(Dataset entries)
---
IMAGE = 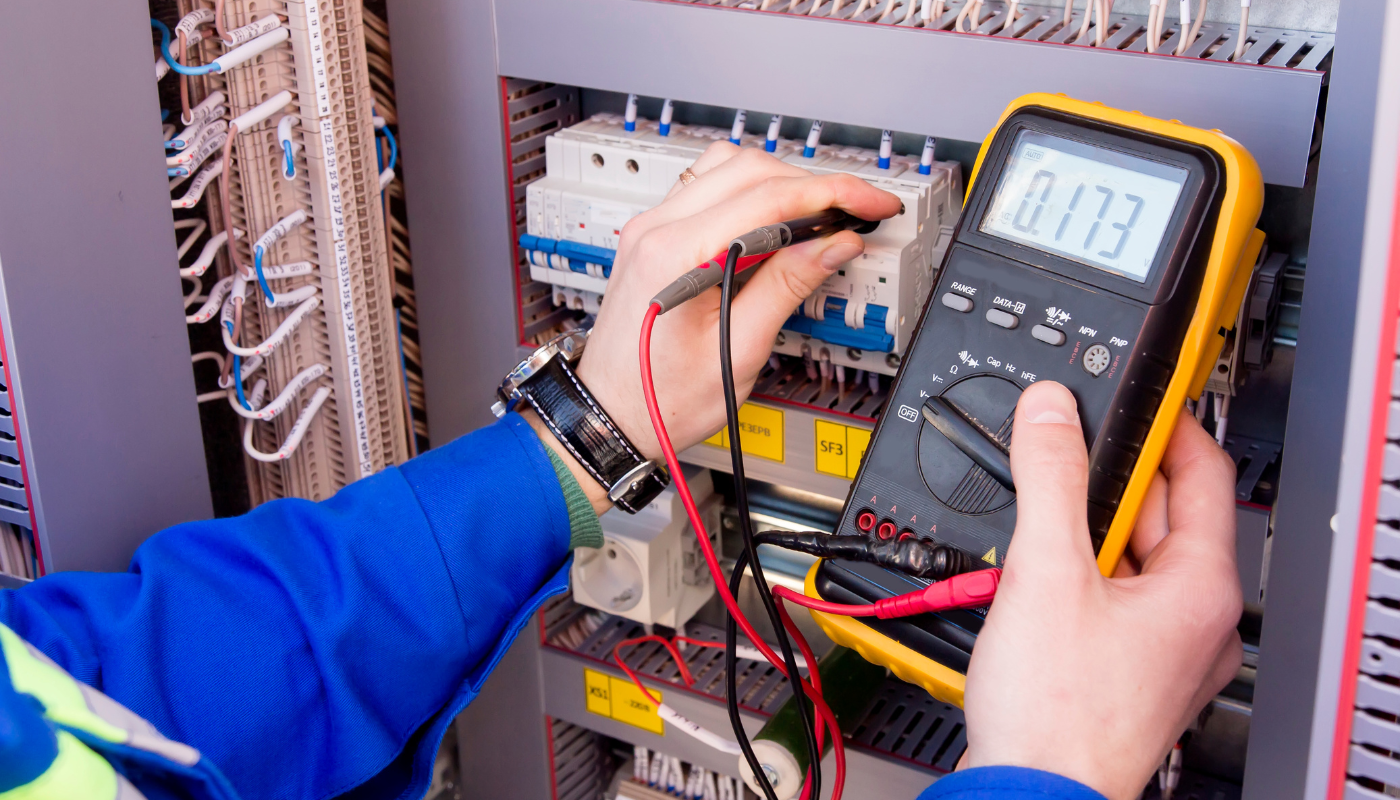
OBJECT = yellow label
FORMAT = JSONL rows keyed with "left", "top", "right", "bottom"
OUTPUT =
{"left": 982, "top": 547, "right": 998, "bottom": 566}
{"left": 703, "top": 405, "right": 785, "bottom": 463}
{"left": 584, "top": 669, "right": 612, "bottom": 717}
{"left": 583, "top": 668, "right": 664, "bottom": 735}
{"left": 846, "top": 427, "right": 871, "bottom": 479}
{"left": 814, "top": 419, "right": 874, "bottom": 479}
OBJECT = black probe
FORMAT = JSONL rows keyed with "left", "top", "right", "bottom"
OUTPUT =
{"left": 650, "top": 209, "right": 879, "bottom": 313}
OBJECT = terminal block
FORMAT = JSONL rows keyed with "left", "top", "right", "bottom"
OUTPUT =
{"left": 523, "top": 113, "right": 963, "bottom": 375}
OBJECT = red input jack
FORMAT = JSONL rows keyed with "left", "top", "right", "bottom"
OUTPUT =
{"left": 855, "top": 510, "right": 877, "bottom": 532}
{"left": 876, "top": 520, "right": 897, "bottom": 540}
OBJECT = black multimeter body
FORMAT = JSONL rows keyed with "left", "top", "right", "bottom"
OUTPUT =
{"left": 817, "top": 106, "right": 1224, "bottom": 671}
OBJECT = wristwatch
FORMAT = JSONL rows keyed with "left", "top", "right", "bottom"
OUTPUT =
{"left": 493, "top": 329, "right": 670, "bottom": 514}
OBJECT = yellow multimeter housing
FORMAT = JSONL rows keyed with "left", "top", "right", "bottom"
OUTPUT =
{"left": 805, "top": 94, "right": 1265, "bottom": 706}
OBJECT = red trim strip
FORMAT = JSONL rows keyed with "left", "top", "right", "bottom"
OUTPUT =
---
Work order
Look through the records above for the string "OBJECT", then copy every line that has it.

Exercise output
OBJECT = yellow label
OBJECT = black probe
OBJECT = terminal block
OBJECT = red input jack
OBJECT = black multimeter body
OBJECT = wristwatch
OBJECT = yellow multimeter housing
OBJECT = red trim strip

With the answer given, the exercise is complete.